## Passage shown:
● ● ● ● ● ● ●
Dialects, a fossil and nothing in between

W&VN.jpgIn yesterday’s blogpost about Vietnamese, I wrote that the abyss between the formal written language and the informal spoken language is particularly wide, and that I had heard this claimed also about Welsh. In response to this latter observation I received two comments which deserve to be rescued from the obscurity of the comments section to the full light of a proper blogpost. (I’ve shortened them very slightly.)

Number one was by Siôn Williams, who wrote that my aside about Welsh “is indeed true“, and continued:

“Consider the following in descending levels of formality for ‘I am’ ( > ‘I’m’): yr wyf,  yr wyf i, rwyf, rwyf fi, rydw i, rwy i, dw i andw i. 

Then you have the ‘other’ verbs – which have two forms: the periphrastic form (with the auxiliary verb), which is preferred in speech, and the short written form, which is used in the formal literary language. Let’s take the verbal-noun (the ‘true’ form of the Welsh verb, as there is no infinitive), canu (‘singing’).

Canaf = I sing / I will sing (present-future tense)
Dw i’n canu = I sing / I am singing pPresent tense)

Canasent = They had sung (past perfect tense)
Maen nhw wedi canu = They are after singing ( = They had sung) (past perfect tense)

Native speakers (and learners) only ‘learn’ the short forms, almost like a second or foreign language, once they have mastered the periphrastic forms, which are more common in speech. 

Why is the formal (written) so different and difficult compared to the informal (spoken) language? Many reasons, I guess – including that the written forms hark back to the translation of the Bible in 1588 (making Wales officially a Protestant nation under Queen Elizabeth I of England) – a book which did so much in ensuring the language’s survival after the subordinating of it under the “Act of Union” of 1535. Further, and also as a result of this “Act of Union” and subsequent English and British State policy in imposing the English language and driving the Welsh language out of the classroom, subsequent generations of Welshpeople became illiterate in their mother tongue and could not write it. My great-grandmother (d. 1947) was illiterate all her life (in both Welsh and English; her will is signed with an X), and my own mother (b. 1925) has never felt at ease in writing or indeed reading Welsh – and will always look up English versions of forms etc. before she signs anything.

A good many of my compatriots then would not be able to ‘unpackage’ such forms as canasent (see above), yet would quite accurately and without as much as a blush be able to use the form mae nhw wedi canu in order to explain a concept of ‘a past-in-the past’ for 3rd person plural.

To this was added to by Iwan Standley, who wrote, “I think one of the reasons formal Welsh is still in use is that there are many dialects of informal Welsh, some with significant differences. I have a Swedish relative who’s learnt some Welsh, and she’s remarked that Norwegian, Swedish and Danish are far more similar to each other than the dialects of north and south Welsh are.
● ● ● ● ● ● ●
## Supplied information:
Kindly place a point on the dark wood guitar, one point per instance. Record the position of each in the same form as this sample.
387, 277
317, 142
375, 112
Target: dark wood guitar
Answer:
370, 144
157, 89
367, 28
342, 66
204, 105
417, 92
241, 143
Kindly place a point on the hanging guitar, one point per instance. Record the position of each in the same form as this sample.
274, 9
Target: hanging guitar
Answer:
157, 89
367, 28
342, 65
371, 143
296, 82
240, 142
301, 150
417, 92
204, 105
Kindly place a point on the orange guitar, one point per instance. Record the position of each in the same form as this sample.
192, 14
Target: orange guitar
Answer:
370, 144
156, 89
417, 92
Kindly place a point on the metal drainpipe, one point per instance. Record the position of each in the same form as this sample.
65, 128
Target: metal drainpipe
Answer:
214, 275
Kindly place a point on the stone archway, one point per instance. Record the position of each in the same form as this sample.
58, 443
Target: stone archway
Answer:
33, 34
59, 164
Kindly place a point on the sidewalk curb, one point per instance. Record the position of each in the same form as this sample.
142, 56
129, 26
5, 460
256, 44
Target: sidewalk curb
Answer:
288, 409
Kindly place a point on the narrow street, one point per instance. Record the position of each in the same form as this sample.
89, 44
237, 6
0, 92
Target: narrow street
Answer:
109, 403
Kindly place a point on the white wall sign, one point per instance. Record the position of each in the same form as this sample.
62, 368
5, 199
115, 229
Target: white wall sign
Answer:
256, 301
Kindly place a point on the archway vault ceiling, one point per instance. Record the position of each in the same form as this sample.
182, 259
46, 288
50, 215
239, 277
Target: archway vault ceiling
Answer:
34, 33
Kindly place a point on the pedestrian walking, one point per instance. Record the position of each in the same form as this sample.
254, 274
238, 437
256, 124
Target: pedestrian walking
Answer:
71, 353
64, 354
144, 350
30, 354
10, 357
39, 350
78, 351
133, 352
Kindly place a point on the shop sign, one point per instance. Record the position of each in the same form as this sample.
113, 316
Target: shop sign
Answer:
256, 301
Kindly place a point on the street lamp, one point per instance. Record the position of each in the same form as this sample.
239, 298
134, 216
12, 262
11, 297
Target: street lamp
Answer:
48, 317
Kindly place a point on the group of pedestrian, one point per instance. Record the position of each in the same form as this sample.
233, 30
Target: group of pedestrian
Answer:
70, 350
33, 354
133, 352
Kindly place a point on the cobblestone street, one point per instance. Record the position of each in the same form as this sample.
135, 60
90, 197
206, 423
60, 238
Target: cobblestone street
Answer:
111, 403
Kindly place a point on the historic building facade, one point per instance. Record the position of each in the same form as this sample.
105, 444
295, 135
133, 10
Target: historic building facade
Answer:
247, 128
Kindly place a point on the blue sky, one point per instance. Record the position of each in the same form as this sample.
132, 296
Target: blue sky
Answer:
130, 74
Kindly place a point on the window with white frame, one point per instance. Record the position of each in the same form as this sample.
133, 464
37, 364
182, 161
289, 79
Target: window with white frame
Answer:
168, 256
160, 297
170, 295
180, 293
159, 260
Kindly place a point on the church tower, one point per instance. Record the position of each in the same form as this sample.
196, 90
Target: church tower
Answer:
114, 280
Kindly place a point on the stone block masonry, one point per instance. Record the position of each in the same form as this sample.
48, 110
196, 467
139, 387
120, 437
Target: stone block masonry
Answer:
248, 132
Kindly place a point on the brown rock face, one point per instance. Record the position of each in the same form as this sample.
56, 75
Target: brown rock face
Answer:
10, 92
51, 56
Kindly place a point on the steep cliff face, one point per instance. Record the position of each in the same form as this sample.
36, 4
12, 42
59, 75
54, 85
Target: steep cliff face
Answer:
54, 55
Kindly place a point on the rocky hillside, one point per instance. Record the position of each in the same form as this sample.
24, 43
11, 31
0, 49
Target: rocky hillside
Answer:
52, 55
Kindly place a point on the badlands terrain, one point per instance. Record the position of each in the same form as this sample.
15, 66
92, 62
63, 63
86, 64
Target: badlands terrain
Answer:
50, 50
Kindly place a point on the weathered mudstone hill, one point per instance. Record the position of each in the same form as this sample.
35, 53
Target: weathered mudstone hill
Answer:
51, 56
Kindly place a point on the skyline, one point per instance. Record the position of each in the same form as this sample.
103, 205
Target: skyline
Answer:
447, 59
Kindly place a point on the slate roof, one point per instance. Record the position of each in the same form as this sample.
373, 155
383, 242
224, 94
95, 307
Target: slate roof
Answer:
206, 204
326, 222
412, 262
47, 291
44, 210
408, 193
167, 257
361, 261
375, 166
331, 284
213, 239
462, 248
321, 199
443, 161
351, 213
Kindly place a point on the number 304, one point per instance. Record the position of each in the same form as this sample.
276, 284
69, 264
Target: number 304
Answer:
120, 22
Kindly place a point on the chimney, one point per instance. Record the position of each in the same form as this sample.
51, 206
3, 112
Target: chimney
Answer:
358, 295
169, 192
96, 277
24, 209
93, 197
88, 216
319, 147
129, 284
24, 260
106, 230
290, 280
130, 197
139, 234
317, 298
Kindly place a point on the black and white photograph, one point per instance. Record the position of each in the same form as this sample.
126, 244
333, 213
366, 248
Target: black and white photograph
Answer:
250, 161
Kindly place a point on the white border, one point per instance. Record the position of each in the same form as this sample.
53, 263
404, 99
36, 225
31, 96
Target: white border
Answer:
● ● ● ● ● ● ●
## Requirement 1:
From the blog post on written and spoken Welsh above, return word for word the part that opens with the words containing "Number one was" and closes with "sing (present-future tense)".
## Requirement 2:
Give every four-digit year that appears in the blog post on written and spoken Welsh above, in the order they occur.

## Exercise output 1:
Number one was by Siôn Williams, who wrote that my aside about Welsh “is indeed true“, and continued:

“Consider the following in descending levels of formality for ‘I am’ ( > ‘I’m’): yr wyf,  yr wyf i, rwyf, rwyf fi, rydw i, rwy i, dw i andw i. 

Then you have the ‘other’ verbs – which have two forms: the periphrastic form (with the auxiliary verb), which is preferred in speech, and the short written form, which is used in the formal literary language. Let’s take the verbal-noun (the ‘true’ form of the Welsh verb, as there is no infinitive), canu (‘singing’).

Canaf = I sing / I will sing (present-future tense)

## Exercise output 2:
1588, 1535, 1947, 1925